--- Task objective ---
Could you write out every record below exactly, leaving out any pictures?

--- Entries taken from a collection ---

□ □ □ □

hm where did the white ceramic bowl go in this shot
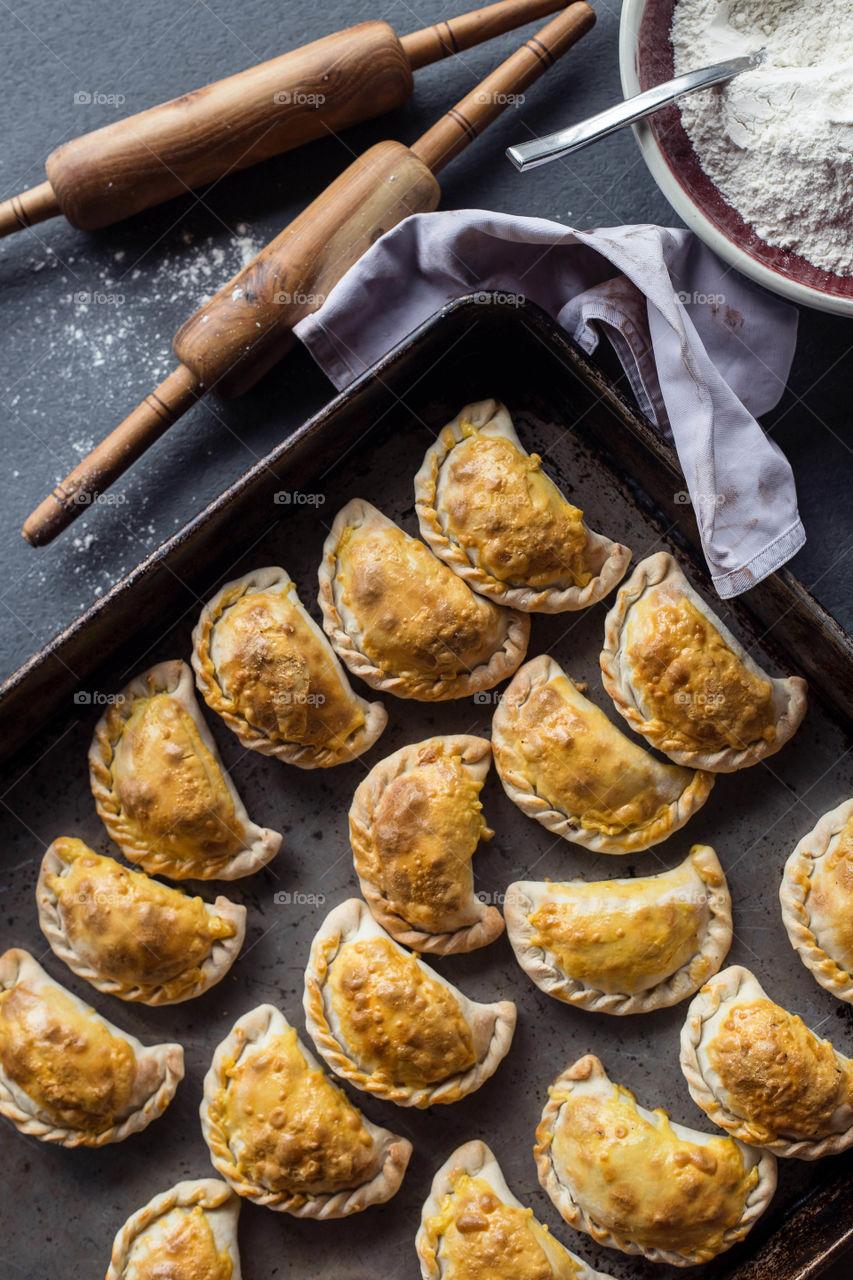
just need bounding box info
[619,0,853,316]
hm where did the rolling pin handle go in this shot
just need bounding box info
[21,364,201,546]
[0,181,60,239]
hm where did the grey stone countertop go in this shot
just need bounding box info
[1,0,852,682]
[1,2,853,1277]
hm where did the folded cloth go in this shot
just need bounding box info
[295,211,802,598]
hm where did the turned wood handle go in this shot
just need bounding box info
[0,182,60,239]
[21,365,200,546]
[45,23,413,230]
[401,0,570,70]
[412,1,596,173]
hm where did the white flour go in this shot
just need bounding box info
[671,0,853,275]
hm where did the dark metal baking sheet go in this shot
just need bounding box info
[2,297,852,1279]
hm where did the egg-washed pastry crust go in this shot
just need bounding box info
[504,845,731,1014]
[416,1139,614,1280]
[200,1003,411,1217]
[535,1054,776,1266]
[192,566,387,768]
[106,1179,241,1280]
[414,399,631,613]
[303,898,516,1108]
[492,654,713,854]
[781,798,853,1003]
[0,948,183,1147]
[318,499,530,702]
[36,836,246,1005]
[89,659,281,880]
[680,965,853,1159]
[348,734,503,954]
[600,553,807,772]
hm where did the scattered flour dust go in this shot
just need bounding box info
[13,224,261,603]
[671,0,853,275]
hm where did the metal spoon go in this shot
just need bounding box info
[506,49,766,170]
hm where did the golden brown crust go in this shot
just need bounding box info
[106,1179,241,1280]
[781,799,853,1003]
[318,499,529,701]
[191,566,387,768]
[199,1003,411,1217]
[303,899,516,1108]
[600,553,807,772]
[504,845,731,1014]
[535,1054,777,1266]
[492,654,713,854]
[88,659,281,880]
[348,734,504,954]
[416,1140,611,1280]
[0,949,183,1147]
[36,837,246,1005]
[680,966,853,1158]
[414,399,631,613]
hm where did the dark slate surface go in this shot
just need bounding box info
[1,0,852,682]
[1,7,852,1277]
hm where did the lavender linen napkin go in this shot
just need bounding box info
[295,210,802,597]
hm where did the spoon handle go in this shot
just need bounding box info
[506,50,763,170]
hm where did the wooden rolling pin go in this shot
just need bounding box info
[1,0,570,237]
[22,2,595,546]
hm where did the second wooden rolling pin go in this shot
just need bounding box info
[23,2,595,546]
[0,0,569,238]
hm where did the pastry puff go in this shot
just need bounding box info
[303,898,516,1108]
[492,654,714,854]
[600,553,807,772]
[89,660,281,880]
[106,1179,241,1280]
[348,734,504,954]
[781,799,853,1003]
[535,1055,776,1267]
[504,845,732,1014]
[192,566,387,768]
[36,836,246,1005]
[0,949,183,1147]
[680,965,853,1159]
[416,1140,614,1280]
[414,399,631,613]
[200,1004,411,1217]
[318,499,530,701]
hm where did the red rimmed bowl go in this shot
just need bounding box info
[619,0,853,315]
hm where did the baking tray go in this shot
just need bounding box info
[2,296,853,1280]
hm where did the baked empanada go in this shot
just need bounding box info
[492,654,714,854]
[600,553,807,772]
[89,659,281,880]
[303,898,516,1107]
[36,836,246,1005]
[415,399,631,613]
[200,1003,411,1217]
[192,566,387,767]
[348,734,503,954]
[0,949,183,1147]
[535,1054,776,1266]
[416,1139,613,1280]
[106,1179,240,1280]
[781,798,853,1003]
[680,965,853,1159]
[318,499,530,701]
[505,845,731,1014]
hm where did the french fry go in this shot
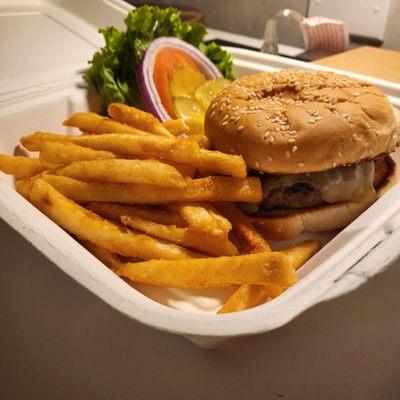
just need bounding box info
[218,240,320,313]
[115,251,295,289]
[63,112,164,136]
[21,132,247,178]
[54,159,187,187]
[0,155,57,178]
[168,202,231,237]
[37,175,261,204]
[121,215,238,256]
[217,284,284,314]
[39,141,116,164]
[82,241,122,271]
[162,119,189,135]
[108,103,173,137]
[186,134,210,149]
[87,202,186,227]
[282,240,320,269]
[215,202,271,253]
[165,162,196,178]
[15,178,34,199]
[29,179,198,260]
[39,140,195,177]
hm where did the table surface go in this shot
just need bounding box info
[313,46,400,83]
[1,218,400,400]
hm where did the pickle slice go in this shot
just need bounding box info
[170,67,206,98]
[173,97,205,120]
[194,78,231,109]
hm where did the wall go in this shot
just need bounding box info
[384,0,400,50]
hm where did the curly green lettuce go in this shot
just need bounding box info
[86,5,235,111]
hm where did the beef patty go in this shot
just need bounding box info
[262,156,394,210]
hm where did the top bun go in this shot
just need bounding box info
[205,70,399,174]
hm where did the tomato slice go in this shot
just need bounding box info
[153,48,200,118]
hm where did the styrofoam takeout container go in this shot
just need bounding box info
[1,0,400,348]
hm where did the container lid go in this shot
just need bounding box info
[0,0,132,101]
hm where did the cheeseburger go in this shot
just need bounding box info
[205,70,399,240]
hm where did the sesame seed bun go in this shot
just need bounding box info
[205,70,399,174]
[251,155,397,240]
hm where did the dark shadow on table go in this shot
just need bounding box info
[0,219,399,400]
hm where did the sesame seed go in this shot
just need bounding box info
[263,131,270,139]
[238,125,244,131]
[308,119,316,124]
[268,136,274,144]
[338,152,342,157]
[254,160,260,168]
[257,121,262,127]
[274,127,280,132]
[285,150,290,158]
[292,146,298,152]
[288,138,296,143]
[297,162,305,167]
[222,121,228,126]
[210,111,216,118]
[222,115,228,122]
[352,134,358,139]
[267,155,273,162]
[332,162,337,168]
[315,116,323,121]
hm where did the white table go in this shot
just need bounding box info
[0,218,399,400]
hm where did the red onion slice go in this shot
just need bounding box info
[137,37,222,122]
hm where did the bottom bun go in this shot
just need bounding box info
[252,156,397,241]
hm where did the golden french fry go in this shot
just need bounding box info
[63,112,161,136]
[215,202,271,253]
[217,284,284,314]
[39,140,195,177]
[167,202,231,237]
[81,241,122,271]
[21,132,247,178]
[115,251,295,289]
[121,215,238,257]
[108,103,173,137]
[186,134,210,149]
[29,179,198,260]
[15,178,35,198]
[39,141,116,164]
[0,155,57,178]
[38,175,262,204]
[87,202,186,227]
[54,159,187,188]
[165,162,196,178]
[218,240,320,313]
[162,119,189,135]
[281,240,320,270]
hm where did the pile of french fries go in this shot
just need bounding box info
[0,103,320,313]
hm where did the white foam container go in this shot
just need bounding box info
[1,0,400,348]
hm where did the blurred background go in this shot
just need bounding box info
[129,0,400,51]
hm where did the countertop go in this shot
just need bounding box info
[313,46,400,83]
[1,218,400,400]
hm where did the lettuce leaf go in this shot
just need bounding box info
[85,5,235,111]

□ □ □ □

--- Result of this task ---
hm where did the white ceramic bowl go in this shot
just need bounding box info
[619,0,853,316]
hm where did the rolling pin handle go in this shot
just need bounding box info
[21,364,201,546]
[0,181,60,239]
hm where did the grey stone countertop go in this shot
just need bounding box info
[1,0,852,682]
[1,2,853,1277]
hm where did the folded cloth go in this shot
just need bounding box info
[295,211,802,598]
hm where did the turned wood handle go in this shot
just need bounding box info
[0,182,60,239]
[21,365,200,546]
[45,23,413,230]
[401,0,570,70]
[412,1,596,173]
hm where did the white flour go in this shot
just need bounding box info
[671,0,853,275]
hm where did the dark metal baking sheet go in this shot
just need bounding box info
[2,297,852,1279]
hm where did the egg-washed pastry crust go in this shot
just need bounding box info
[504,845,731,1014]
[416,1139,614,1280]
[200,1003,411,1217]
[535,1054,776,1266]
[192,566,387,768]
[106,1179,241,1280]
[414,399,631,613]
[303,898,516,1108]
[492,654,713,854]
[781,798,853,1003]
[0,948,183,1147]
[318,499,530,702]
[36,836,246,1005]
[89,659,281,880]
[680,965,853,1159]
[348,734,503,954]
[600,553,807,772]
hm where did the scattered flour dust go in this shot
just need bounding box info
[13,224,261,603]
[671,0,853,275]
hm where did the metal spoon go in this shot
just need bounding box info
[506,49,766,170]
hm where did the golden brown crust go in this shot
just need bounding box info
[106,1179,241,1280]
[781,799,853,1003]
[318,499,529,701]
[191,566,387,768]
[199,1003,411,1217]
[303,899,516,1108]
[600,553,807,772]
[504,845,731,1014]
[535,1054,777,1266]
[492,654,713,854]
[88,659,281,880]
[348,734,504,954]
[416,1140,611,1280]
[0,949,183,1147]
[36,837,246,1005]
[680,966,853,1158]
[414,399,631,613]
hm where did the dark slate surface go in this shot
just need bounding box info
[1,0,852,682]
[1,7,852,1277]
hm where did the lavender linen napkin go in this shot
just need bounding box info
[295,210,802,597]
hm where did the spoon handle go in this shot
just need bounding box info
[506,50,763,170]
hm where did the wooden rolling pin go in this shot
just need bounding box info
[1,0,570,237]
[22,2,595,546]
hm where did the second wooden rolling pin go in this shot
just need bounding box info
[23,2,595,546]
[0,0,569,238]
hm where did the pastry puff go in this shot
just need bounding box info
[303,898,516,1108]
[492,654,714,854]
[600,553,807,772]
[89,660,281,880]
[106,1179,241,1280]
[348,734,504,954]
[781,799,853,1003]
[535,1055,776,1267]
[504,845,732,1014]
[192,566,387,768]
[36,836,246,1005]
[0,949,183,1147]
[680,965,853,1159]
[416,1140,614,1280]
[414,399,631,613]
[200,1004,411,1217]
[318,499,530,701]
hm where did the red rimmed bowl go in this shot
just need bounding box info
[619,0,853,315]
hm where did the baking tray go in this shot
just need bounding box info
[2,296,853,1280]
hm where did the baked empanada go in this shot
just need bounding box info
[492,654,714,854]
[600,553,807,772]
[89,659,281,880]
[303,898,516,1107]
[36,836,246,1005]
[415,399,631,613]
[200,1003,411,1217]
[192,566,387,767]
[348,734,503,954]
[0,949,183,1147]
[535,1054,776,1266]
[416,1139,613,1280]
[106,1179,240,1280]
[781,798,853,1003]
[680,965,853,1159]
[318,499,530,701]
[505,845,731,1014]
hm where did the french fry go in this shot
just need bounding box info
[218,240,320,313]
[115,251,295,289]
[63,112,164,136]
[21,132,247,178]
[54,159,187,187]
[0,155,57,178]
[168,202,231,237]
[37,175,261,204]
[121,215,238,256]
[217,284,284,314]
[39,141,116,164]
[82,241,122,271]
[162,119,189,135]
[108,103,173,137]
[186,134,210,149]
[87,202,186,227]
[282,240,320,269]
[215,202,271,253]
[165,162,196,178]
[15,178,34,199]
[29,179,198,260]
[39,140,195,177]
hm where did the table surface go in this shot
just need bounding box info
[313,46,400,83]
[1,218,400,400]
hm where did the pickle slice go in this shot
just need bounding box info
[170,67,206,98]
[173,97,205,120]
[194,78,231,109]
hm where did the wall go in this shot
just need bounding box info
[384,0,400,50]
hm where did the curly green lettuce go in this shot
just need bounding box info
[86,5,235,111]
hm where did the beef patty go in this shot
just need bounding box info
[262,156,394,210]
hm where did the top bun go in this shot
just need bounding box info
[205,70,399,174]
hm where did the tomato slice go in this shot
just need bounding box info
[153,48,200,118]
hm where did the styrofoam takeout container go in this shot
just need bounding box info
[1,0,400,348]
hm where did the container lid go in this shot
just need bounding box info
[0,0,132,101]
hm where did the cheeseburger go in this shot
just need bounding box info
[205,70,399,240]
hm where did the sesame seed bun go in this shot
just need bounding box info
[205,70,399,174]
[251,155,397,240]
hm where did the dark shadow on table go in this shot
just need bounding box info
[0,219,399,400]
hm where did the sesame seed go in this shot
just need bounding box info
[263,131,270,139]
[238,125,244,131]
[308,119,316,124]
[268,136,274,144]
[338,152,342,157]
[254,160,260,168]
[257,121,262,127]
[274,127,280,132]
[285,150,290,158]
[292,146,298,152]
[288,138,296,143]
[297,162,305,167]
[222,121,228,126]
[210,111,216,118]
[222,115,228,122]
[352,134,358,139]
[267,155,273,162]
[332,162,337,168]
[315,116,323,121]
hm where did the white table go in this shot
just need bounding box info
[0,218,399,400]
hm where did the red onion slice go in this shot
just need bounding box info
[137,37,222,122]
hm where did the bottom bun go in this shot
just need bounding box info
[252,156,397,241]
hm where did the golden french fry go in this shot
just need bounding box info
[63,112,161,136]
[215,202,271,253]
[217,284,284,314]
[39,140,195,177]
[167,202,231,237]
[81,241,122,271]
[21,132,247,178]
[115,251,295,289]
[121,215,238,257]
[108,103,173,137]
[186,134,210,149]
[29,179,198,260]
[15,178,35,198]
[39,141,116,164]
[0,155,57,178]
[38,175,262,204]
[87,202,186,227]
[54,159,187,188]
[165,162,196,178]
[218,240,320,313]
[162,119,189,135]
[281,240,320,270]
hm where did the pile of french fries go in this shot
just need bounding box info
[0,103,320,313]
hm where did the white foam container go in this shot
just need bounding box info
[1,0,400,348]
hm where did the blurred background go in this shot
just need bounding box info
[129,0,400,51]
hm where did the countertop go in this shot
just need bounding box info
[313,46,400,83]
[1,218,400,400]
hm where did the lettuce leaf go in this shot
just need bounding box info
[85,5,235,111]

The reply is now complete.